··· Task inputs
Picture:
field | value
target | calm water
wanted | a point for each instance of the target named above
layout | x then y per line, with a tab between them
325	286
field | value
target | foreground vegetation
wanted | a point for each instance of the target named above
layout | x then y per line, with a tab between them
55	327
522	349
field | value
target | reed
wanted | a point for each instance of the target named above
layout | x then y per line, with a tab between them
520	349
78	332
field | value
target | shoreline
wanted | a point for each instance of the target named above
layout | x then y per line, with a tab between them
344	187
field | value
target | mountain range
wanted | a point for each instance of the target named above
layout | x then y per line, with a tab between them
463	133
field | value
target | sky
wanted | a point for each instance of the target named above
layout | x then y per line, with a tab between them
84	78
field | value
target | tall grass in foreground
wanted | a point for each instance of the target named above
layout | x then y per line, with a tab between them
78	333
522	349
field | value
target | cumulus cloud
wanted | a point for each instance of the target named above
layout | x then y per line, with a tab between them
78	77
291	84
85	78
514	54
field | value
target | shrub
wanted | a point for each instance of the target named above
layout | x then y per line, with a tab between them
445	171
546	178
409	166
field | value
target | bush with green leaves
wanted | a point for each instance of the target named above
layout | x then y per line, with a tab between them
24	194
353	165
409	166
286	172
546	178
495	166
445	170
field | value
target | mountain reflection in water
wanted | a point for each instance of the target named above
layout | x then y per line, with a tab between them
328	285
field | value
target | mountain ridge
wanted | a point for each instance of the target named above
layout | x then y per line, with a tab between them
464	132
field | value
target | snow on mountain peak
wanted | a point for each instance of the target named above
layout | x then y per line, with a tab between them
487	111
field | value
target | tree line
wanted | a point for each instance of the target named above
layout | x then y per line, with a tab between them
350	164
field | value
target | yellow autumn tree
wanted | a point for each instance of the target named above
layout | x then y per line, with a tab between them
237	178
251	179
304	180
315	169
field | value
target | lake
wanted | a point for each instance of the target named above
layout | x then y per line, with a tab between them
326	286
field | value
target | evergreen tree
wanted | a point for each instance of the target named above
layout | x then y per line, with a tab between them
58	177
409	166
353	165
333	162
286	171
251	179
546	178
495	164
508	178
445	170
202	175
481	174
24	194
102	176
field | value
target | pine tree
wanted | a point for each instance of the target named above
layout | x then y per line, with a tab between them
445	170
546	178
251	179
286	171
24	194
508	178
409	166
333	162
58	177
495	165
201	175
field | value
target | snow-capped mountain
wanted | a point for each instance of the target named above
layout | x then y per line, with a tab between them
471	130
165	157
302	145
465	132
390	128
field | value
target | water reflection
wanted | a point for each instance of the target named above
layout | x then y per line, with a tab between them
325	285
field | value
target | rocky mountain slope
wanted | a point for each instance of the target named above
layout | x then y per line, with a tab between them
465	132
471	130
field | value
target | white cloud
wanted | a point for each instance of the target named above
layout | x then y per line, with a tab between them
······
Objective
Using the listing above, reproduce each line without omission.

Problem solution
Picture:
field | value
target | calm water
wanted | a point for each instance of the target named above
layout | x then y per line, with a tab between them
325	286
field | value
target | foreground vegetation
wanted | a point for each instance of the target named above
layout | x then y per line, with a tab between them
55	327
522	349
field | value
target | reed
wanted | a point for each instance of the target named above
layout | x then y per line, with a tab between them
520	349
78	332
field | value
target | shoreline
wanted | a point for each instance of the target named above
layout | x then y per line, with a tab between them
344	187
field | value
target | mountain range
wanted | a point for each instance of the target named above
layout | x then y per line, with a tab between them
463	133
field | value
target | sky
wanted | a point for each instance of the target named above
layout | x then y per line, with a tab between them
84	78
field | value
target | tall grass in foreground
wanted | a point for each instance of the target named above
layout | x then y per line, with a tab between them
78	333
522	349
field | value
target | cumulus cloud
wanted | a point for each instance of the target named above
layout | x then y per line, with a tab between them
78	77
291	84
85	78
514	54
field | value
target | shrub
wanted | a point for each instance of the target named above
layout | x then y per line, with a tab between them
445	171
546	178
409	166
field | value
target | bush with green leaves
wanted | a point for each instance of the target named above
layout | x then y per line, with a tab between them
24	194
353	165
409	166
286	172
546	178
495	166
445	170
field | value
target | mountain reflection in water
wanted | a point for each instance of the target named above
layout | x then y per line, with a tab between them
328	285
field | value
target | mountain ridge
wanted | a point for each instance of the target named above
layout | x then y per line, with a tab between them
464	132
field | value
target | snow on mountain peak
wanted | a point for each instance of the target named above
layout | x then y per line, with a tab between them
487	111
field | value
target | tree line
wanted | a point for each instance of the target named above
layout | x then y per line, with a tab between them
350	164
field | value
target | yellow autumn tree
wanted | a point for each instance of the target named above
layout | x then y per line, with a tab between them
237	178
251	179
304	180
315	169
field | value
target | lake
wanted | a point for each instance of the target named above
layout | x then y per line, with a tab between them
326	286
field | value
target | evergreen tree
wanted | a point for each instance of the target named above
layout | x then y per line, with a tab between them
58	177
409	166
353	165
333	162
286	171
251	179
546	178
495	164
508	178
445	170
202	175
481	174
24	194
102	176
field | value
target | pine tree
wanted | a point for each instance of the target named above
layout | x then y per line, with a tab between them
445	170
546	178
251	179
286	171
24	194
508	178
409	166
333	162
58	177
495	165
201	175
field | value
target | snow-capped mountain
wanted | a point for each instance of the target named above
layout | x then y per line, with a tab between them
471	130
165	157
302	145
465	132
390	128
field | value
target | water reflection
wanted | a point for each instance of the target named above
layout | x then y per line, with a tab between them
325	285
field | value
target | rocky mountain slope
wanted | a point for each instance of the target named above
layout | x then y per line, with a tab between them
465	132
471	130
field | value
target | white cloud
wanted | a point for each instance of the target named above
layout | x then y per line, with a tab between them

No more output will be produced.